§ **Uw opdracht**:
Aan wie was de brief gericht die de twee jongens volgens het tekstfragment bij zich hadden?

§ **Tekstfragment**:
IDEE
'In 1999 hoorde ik het verhaal van die twee jongens, die in het
landingsgestel van een vliegtuig waren gevonden. Ze hadden een brief bij zich
die gericht was aan de Europese leiders, waarin ze uitlegden hoe hun
levensomstandigheden in Guinee waren en waarom ze naar Europa wilden. Mijn
eerste idee was om er een documentaire over te maken. Maar na enig onderzoek
bedacht ik dat het beter was om er een speelfilm over te maken, om zelf te
bedenken hoe twee kinderen uit Guinee tot zo'n daad konden komen. Ze zijn
representatief voor de jeugd in Guinee, de jeugd in Afrika.'
ONDERZOEK
'Aanvankelijk heb ik enige research gedaan, het politie-onderzoek heb ik
bijvoorbeeld gelezen. Maar toen ik besloot er fictie van te maken, ben ik met
het onderzoek gestopt, om mijn verbeelding te ruimte te geven. Ik heb wel hun
echte namen gehandhaafd in de film, als eerbetoon aan die twee jongens. En de
brief die in de film wordt voorgelezen, is de brief die zij hebben geschreven.

Rijen uit een dataset
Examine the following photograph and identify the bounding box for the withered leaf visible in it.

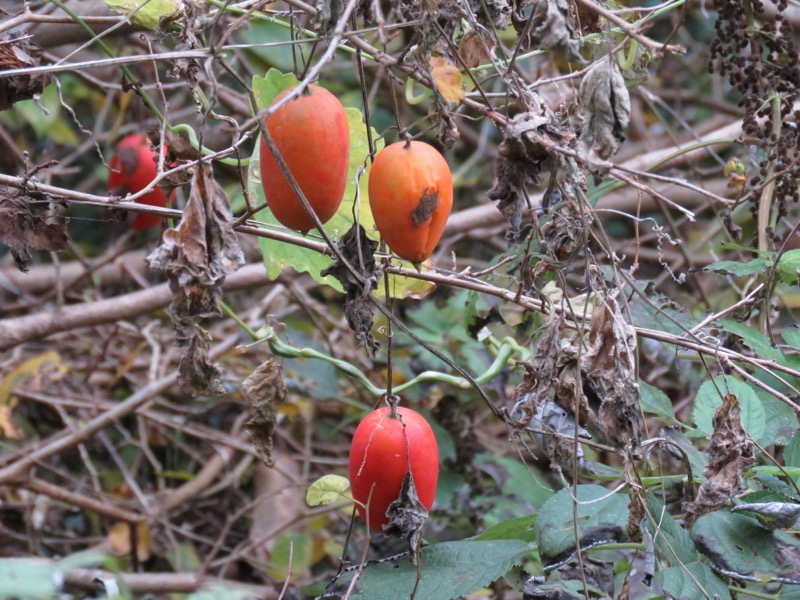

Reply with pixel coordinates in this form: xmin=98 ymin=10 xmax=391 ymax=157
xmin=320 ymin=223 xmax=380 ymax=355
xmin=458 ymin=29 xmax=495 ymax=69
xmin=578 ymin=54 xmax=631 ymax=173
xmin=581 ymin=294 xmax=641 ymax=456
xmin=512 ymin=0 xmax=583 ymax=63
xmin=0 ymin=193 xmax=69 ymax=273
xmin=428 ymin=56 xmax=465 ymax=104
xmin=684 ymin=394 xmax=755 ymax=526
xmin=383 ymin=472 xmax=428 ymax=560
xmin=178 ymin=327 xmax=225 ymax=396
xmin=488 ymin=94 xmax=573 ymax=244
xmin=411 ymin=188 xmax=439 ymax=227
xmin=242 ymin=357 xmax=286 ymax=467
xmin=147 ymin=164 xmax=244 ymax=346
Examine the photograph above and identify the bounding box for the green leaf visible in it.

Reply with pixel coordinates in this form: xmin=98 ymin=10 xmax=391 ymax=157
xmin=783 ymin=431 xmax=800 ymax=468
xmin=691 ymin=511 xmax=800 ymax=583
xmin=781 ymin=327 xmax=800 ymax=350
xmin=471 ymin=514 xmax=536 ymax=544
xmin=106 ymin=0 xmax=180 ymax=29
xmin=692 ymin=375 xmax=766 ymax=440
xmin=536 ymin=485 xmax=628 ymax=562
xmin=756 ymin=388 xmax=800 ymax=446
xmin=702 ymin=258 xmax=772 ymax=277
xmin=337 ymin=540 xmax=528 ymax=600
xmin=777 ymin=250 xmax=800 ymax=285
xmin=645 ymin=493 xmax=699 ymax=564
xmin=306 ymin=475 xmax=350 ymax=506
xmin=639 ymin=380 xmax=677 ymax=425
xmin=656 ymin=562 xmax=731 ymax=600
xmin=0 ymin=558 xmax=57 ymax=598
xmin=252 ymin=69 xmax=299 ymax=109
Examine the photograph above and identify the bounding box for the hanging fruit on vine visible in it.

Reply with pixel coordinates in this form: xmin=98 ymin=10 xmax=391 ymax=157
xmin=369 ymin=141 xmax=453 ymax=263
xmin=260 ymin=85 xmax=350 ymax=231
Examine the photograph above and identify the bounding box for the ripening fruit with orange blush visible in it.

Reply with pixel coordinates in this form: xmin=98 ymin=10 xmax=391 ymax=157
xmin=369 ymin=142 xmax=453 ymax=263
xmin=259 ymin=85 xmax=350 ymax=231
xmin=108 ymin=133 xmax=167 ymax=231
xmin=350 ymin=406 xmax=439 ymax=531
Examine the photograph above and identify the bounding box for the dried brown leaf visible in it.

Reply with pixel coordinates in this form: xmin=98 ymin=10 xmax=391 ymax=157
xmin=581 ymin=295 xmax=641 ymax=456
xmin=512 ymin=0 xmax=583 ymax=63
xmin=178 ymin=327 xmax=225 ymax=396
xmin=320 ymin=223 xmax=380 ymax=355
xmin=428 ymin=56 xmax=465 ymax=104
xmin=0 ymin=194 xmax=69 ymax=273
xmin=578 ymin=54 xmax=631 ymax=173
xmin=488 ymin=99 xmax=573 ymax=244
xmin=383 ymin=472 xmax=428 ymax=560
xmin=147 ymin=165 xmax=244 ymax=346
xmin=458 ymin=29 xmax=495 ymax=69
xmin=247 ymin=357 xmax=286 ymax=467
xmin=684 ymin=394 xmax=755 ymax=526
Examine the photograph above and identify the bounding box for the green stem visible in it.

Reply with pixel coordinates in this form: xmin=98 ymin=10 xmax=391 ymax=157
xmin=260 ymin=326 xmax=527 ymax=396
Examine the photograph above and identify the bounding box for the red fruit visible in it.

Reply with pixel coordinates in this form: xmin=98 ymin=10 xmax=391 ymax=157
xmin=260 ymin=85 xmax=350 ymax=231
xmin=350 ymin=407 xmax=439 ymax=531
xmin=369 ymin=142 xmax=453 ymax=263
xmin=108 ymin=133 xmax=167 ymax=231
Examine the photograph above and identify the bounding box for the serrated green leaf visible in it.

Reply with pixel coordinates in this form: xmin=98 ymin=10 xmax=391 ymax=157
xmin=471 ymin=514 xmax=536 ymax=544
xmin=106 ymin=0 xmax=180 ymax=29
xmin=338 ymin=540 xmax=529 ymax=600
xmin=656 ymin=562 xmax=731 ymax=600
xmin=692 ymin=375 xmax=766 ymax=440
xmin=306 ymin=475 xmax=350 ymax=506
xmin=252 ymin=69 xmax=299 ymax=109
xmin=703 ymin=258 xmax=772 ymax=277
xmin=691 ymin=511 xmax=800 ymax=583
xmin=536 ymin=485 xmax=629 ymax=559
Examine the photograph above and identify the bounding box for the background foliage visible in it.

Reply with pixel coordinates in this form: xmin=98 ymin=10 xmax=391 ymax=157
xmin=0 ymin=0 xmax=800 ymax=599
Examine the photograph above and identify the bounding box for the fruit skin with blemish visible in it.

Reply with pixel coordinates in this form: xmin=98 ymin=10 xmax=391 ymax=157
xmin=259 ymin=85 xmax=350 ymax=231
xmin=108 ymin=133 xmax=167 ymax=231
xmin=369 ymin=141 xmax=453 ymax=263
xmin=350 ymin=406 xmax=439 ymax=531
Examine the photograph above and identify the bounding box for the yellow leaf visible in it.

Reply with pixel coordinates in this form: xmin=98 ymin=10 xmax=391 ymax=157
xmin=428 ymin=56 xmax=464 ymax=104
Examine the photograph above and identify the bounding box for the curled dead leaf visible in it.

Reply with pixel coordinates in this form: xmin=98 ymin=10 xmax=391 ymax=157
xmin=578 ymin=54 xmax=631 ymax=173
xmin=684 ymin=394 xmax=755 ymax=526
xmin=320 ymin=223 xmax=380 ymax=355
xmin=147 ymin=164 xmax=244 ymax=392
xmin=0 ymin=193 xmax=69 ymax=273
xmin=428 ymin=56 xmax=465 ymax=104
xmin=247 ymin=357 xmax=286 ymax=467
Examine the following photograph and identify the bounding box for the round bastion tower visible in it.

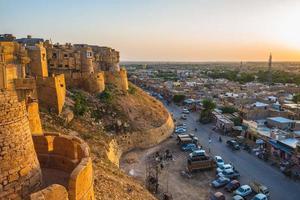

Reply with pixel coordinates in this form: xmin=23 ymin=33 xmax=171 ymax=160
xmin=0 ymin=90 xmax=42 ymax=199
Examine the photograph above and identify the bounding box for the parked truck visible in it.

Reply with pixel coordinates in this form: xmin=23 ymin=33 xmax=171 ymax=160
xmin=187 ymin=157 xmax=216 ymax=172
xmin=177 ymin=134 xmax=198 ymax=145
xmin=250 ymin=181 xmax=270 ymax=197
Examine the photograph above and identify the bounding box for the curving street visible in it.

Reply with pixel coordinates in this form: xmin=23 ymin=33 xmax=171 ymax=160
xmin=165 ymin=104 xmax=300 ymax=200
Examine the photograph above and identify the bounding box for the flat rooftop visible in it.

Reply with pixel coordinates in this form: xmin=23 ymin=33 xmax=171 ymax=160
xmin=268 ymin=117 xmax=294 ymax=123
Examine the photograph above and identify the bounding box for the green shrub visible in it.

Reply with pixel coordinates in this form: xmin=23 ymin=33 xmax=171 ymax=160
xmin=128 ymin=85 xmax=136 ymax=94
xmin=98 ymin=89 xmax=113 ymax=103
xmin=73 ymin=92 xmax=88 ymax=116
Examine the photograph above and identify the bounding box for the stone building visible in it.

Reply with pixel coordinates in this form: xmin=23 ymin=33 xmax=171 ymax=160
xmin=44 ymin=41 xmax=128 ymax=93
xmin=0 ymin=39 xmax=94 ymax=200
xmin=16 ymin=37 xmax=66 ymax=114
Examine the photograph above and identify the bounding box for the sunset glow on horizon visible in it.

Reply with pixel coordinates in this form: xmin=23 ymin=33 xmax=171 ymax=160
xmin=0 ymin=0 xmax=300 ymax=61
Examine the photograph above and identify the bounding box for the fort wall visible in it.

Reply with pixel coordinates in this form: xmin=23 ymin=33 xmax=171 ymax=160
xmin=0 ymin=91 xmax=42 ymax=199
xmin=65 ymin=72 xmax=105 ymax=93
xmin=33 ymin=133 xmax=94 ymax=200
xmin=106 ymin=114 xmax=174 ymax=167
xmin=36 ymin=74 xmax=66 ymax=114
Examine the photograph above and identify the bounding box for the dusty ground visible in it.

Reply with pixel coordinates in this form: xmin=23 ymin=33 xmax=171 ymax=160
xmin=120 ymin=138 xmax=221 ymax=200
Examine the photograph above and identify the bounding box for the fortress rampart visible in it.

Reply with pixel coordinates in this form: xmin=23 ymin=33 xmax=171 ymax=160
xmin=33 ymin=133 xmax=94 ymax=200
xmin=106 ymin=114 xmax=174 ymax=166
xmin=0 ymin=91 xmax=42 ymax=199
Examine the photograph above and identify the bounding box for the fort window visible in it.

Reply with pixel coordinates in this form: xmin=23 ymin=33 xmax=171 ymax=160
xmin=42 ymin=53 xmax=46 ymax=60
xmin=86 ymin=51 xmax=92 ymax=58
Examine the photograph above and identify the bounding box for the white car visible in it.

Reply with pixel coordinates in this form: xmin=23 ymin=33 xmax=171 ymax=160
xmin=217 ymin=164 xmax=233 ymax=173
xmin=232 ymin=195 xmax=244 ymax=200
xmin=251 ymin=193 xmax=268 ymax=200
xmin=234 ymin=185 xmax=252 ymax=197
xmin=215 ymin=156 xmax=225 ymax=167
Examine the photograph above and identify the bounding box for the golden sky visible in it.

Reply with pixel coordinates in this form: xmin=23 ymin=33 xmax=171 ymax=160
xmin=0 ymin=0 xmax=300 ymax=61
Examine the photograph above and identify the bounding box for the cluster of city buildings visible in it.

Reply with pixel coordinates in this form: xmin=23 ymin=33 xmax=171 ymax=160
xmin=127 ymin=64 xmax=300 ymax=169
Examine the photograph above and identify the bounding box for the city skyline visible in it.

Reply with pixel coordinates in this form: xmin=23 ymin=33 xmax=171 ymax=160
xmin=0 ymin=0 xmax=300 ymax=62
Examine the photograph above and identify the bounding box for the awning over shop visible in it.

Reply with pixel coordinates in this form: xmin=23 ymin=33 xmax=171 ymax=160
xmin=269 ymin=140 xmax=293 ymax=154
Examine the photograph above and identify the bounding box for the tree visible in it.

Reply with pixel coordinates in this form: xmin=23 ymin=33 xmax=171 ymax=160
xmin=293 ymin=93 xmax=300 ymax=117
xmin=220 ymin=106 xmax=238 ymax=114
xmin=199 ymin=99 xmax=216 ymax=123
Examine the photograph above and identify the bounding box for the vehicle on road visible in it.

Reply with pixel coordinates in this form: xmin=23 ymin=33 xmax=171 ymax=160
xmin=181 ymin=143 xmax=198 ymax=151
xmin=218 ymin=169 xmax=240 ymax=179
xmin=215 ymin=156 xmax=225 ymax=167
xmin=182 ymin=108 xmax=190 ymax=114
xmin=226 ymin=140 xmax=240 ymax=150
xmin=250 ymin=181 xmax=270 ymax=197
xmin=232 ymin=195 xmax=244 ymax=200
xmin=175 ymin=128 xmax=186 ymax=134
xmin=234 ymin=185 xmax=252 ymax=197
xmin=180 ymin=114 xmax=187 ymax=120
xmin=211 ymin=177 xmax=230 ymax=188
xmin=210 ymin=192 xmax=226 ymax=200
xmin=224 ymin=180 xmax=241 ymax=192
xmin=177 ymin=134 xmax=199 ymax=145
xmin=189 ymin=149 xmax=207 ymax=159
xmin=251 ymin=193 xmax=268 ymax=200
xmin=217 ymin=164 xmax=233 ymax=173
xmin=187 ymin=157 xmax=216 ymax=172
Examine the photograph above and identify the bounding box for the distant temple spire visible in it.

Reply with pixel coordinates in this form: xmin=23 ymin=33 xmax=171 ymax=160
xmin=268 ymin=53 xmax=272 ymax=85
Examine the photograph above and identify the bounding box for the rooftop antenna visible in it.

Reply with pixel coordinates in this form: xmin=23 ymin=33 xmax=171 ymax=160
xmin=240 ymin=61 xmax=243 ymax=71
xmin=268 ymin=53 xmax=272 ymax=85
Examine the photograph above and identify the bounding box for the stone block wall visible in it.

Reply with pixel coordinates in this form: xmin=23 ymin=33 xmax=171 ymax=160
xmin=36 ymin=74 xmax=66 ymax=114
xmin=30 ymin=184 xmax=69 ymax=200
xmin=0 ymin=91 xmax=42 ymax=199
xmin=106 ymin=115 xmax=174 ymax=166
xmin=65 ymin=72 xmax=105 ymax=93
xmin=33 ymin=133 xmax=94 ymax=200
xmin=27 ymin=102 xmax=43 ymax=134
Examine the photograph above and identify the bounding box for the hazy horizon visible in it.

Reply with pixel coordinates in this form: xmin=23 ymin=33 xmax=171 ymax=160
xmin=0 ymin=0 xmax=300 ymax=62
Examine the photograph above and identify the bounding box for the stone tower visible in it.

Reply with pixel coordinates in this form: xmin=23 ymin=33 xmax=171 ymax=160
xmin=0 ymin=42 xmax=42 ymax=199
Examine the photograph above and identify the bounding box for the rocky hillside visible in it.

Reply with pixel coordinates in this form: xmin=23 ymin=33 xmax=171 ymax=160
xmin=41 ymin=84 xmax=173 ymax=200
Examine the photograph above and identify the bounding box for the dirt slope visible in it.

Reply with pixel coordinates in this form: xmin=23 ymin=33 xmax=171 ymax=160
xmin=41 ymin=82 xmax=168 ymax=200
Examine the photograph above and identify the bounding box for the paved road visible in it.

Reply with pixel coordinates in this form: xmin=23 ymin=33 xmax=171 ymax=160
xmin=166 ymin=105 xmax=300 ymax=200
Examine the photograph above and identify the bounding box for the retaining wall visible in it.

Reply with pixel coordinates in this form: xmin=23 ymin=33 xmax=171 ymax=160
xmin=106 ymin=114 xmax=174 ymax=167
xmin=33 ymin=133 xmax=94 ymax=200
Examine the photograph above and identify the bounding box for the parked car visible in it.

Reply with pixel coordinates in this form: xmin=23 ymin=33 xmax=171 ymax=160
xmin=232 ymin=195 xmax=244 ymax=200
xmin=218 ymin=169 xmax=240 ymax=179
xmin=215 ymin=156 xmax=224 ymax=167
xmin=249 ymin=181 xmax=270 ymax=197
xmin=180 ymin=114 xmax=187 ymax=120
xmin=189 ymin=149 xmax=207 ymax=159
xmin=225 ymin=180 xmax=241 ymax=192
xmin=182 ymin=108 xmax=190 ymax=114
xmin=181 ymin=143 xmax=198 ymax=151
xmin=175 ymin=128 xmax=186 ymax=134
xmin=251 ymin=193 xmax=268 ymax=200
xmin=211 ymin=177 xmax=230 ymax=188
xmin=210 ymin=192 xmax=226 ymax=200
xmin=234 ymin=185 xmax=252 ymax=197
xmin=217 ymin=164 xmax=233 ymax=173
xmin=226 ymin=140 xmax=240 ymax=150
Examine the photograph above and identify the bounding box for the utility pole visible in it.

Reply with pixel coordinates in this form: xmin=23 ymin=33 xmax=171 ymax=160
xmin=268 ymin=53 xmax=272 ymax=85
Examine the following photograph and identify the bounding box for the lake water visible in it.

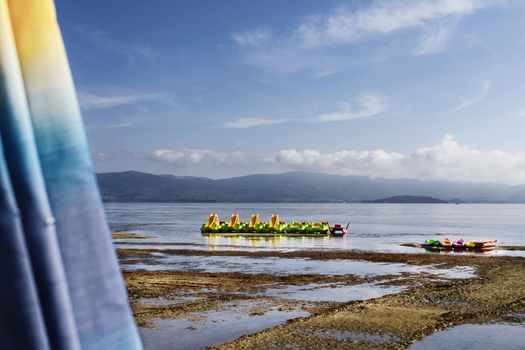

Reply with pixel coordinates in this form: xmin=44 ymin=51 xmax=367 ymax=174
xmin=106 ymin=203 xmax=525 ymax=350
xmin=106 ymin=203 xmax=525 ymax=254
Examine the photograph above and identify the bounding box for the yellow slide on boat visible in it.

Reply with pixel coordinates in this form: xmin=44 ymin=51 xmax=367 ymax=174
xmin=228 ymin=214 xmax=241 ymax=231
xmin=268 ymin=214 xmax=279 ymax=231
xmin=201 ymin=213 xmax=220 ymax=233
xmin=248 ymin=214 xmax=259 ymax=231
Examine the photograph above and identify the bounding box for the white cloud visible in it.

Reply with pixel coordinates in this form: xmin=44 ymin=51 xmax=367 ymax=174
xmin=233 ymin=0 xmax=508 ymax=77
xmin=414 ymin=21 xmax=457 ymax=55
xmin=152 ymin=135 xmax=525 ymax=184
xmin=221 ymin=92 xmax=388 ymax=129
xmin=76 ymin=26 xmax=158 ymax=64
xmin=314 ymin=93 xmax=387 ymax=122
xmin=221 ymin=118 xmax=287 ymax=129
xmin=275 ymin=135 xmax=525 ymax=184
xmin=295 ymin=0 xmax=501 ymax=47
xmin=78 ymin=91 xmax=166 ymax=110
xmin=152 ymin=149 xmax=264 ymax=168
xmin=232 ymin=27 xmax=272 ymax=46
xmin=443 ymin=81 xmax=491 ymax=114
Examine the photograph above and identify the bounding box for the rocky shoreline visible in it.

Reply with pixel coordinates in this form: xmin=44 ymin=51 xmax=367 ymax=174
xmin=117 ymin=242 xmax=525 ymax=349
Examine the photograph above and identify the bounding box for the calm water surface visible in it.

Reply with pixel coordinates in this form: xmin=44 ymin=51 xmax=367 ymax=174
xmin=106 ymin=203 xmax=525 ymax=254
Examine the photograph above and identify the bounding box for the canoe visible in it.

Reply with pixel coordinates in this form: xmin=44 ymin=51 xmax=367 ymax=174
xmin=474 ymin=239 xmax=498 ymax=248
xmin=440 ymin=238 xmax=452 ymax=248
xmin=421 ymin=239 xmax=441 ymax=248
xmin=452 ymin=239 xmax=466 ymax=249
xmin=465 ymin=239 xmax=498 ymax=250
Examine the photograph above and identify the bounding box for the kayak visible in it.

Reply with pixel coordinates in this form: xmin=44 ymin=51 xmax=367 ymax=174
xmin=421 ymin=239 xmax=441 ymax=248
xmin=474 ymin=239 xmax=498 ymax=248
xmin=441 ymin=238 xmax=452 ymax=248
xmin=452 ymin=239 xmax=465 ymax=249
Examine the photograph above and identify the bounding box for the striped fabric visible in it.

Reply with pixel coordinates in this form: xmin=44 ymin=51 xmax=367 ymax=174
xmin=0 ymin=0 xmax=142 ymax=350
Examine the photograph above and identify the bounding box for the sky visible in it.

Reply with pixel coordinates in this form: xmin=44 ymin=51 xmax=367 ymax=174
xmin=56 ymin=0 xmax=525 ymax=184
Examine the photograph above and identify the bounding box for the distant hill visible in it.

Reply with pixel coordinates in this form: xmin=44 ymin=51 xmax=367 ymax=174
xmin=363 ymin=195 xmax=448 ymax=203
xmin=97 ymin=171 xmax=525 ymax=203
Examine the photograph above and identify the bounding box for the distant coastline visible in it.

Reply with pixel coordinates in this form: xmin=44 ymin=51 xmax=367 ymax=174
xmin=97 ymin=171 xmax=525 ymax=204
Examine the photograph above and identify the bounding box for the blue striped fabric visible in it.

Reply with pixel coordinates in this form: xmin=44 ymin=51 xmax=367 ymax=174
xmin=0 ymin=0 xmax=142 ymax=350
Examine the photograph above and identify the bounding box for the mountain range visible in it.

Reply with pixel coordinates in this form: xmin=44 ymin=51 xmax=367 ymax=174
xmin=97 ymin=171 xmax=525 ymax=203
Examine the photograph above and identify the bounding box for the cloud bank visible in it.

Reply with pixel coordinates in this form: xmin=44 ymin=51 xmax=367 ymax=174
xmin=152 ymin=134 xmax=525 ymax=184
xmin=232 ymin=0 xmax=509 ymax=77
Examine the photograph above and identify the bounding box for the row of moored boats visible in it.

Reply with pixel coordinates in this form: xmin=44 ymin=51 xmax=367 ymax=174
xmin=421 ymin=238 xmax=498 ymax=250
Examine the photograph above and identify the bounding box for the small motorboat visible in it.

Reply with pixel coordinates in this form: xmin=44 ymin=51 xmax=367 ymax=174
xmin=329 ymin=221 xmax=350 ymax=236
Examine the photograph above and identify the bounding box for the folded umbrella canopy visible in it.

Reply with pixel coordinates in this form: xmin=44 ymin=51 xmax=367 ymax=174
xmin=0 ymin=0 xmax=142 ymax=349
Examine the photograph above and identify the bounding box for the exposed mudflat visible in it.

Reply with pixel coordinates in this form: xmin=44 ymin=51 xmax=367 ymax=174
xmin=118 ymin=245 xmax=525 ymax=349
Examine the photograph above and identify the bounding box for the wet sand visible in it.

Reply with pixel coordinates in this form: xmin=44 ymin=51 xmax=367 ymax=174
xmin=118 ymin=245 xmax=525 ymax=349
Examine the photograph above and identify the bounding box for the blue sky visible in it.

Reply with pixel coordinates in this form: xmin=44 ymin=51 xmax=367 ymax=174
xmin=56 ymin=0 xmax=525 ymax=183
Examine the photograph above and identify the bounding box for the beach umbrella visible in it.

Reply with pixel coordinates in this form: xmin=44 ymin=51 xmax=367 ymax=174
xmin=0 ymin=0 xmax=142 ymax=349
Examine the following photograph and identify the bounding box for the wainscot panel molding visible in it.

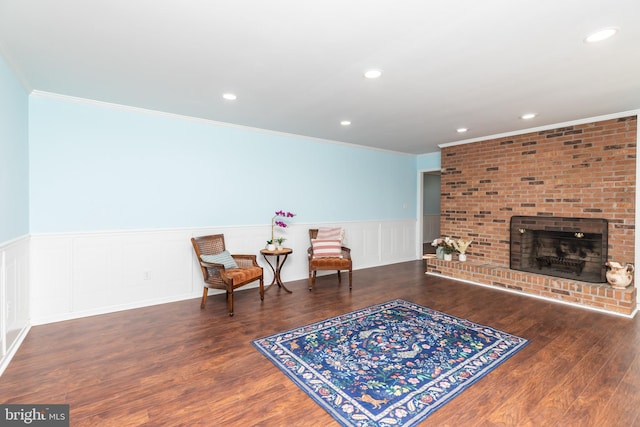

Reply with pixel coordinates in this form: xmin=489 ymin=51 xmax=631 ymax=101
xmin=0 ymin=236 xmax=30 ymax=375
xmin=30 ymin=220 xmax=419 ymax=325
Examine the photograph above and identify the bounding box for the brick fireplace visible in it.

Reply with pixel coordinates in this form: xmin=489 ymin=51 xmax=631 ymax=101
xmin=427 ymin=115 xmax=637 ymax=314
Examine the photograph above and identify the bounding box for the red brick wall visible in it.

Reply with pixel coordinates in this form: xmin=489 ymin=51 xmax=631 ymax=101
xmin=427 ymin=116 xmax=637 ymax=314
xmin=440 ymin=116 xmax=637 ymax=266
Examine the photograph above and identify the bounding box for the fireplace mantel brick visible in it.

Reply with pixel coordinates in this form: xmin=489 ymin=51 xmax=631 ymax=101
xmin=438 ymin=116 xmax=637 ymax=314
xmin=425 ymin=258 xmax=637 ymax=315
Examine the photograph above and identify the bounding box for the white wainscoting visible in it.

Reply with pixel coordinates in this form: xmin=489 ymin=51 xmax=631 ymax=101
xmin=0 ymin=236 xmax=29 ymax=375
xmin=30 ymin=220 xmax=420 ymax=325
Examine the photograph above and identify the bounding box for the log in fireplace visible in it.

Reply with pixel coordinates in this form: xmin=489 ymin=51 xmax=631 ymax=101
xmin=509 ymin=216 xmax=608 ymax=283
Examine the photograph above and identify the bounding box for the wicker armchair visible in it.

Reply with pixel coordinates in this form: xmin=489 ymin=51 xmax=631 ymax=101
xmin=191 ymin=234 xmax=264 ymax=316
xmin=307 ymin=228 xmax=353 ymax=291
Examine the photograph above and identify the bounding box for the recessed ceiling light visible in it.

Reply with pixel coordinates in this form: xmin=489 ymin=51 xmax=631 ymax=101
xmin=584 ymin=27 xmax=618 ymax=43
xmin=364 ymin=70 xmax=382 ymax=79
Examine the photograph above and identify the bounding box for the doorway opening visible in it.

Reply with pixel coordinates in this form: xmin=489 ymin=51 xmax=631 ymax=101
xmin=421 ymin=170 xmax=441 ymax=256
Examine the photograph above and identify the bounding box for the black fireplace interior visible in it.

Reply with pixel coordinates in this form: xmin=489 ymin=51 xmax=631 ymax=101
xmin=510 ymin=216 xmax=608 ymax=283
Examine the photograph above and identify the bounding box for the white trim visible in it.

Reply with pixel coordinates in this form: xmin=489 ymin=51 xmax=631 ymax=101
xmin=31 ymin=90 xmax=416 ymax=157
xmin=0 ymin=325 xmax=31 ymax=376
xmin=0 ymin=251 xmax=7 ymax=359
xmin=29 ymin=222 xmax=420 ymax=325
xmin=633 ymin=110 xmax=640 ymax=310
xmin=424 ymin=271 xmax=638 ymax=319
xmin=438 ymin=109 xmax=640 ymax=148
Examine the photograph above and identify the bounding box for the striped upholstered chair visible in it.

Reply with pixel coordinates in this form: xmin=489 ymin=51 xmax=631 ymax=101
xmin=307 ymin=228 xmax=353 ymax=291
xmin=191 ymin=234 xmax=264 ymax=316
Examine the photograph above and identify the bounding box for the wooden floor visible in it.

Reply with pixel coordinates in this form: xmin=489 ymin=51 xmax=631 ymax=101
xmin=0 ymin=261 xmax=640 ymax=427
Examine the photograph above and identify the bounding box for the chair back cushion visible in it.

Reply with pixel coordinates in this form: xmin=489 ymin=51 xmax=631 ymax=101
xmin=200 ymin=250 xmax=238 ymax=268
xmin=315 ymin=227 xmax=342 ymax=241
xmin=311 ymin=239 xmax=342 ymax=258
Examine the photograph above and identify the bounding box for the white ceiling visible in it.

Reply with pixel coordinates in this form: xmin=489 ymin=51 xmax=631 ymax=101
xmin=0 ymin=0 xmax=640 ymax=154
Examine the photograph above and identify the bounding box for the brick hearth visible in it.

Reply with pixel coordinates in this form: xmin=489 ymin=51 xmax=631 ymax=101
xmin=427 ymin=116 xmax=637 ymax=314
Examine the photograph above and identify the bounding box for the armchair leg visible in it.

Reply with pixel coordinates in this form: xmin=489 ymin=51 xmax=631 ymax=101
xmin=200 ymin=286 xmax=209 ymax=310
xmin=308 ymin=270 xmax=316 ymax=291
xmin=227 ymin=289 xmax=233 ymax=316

§ **Resultaat**:
Aan de Europese leiders.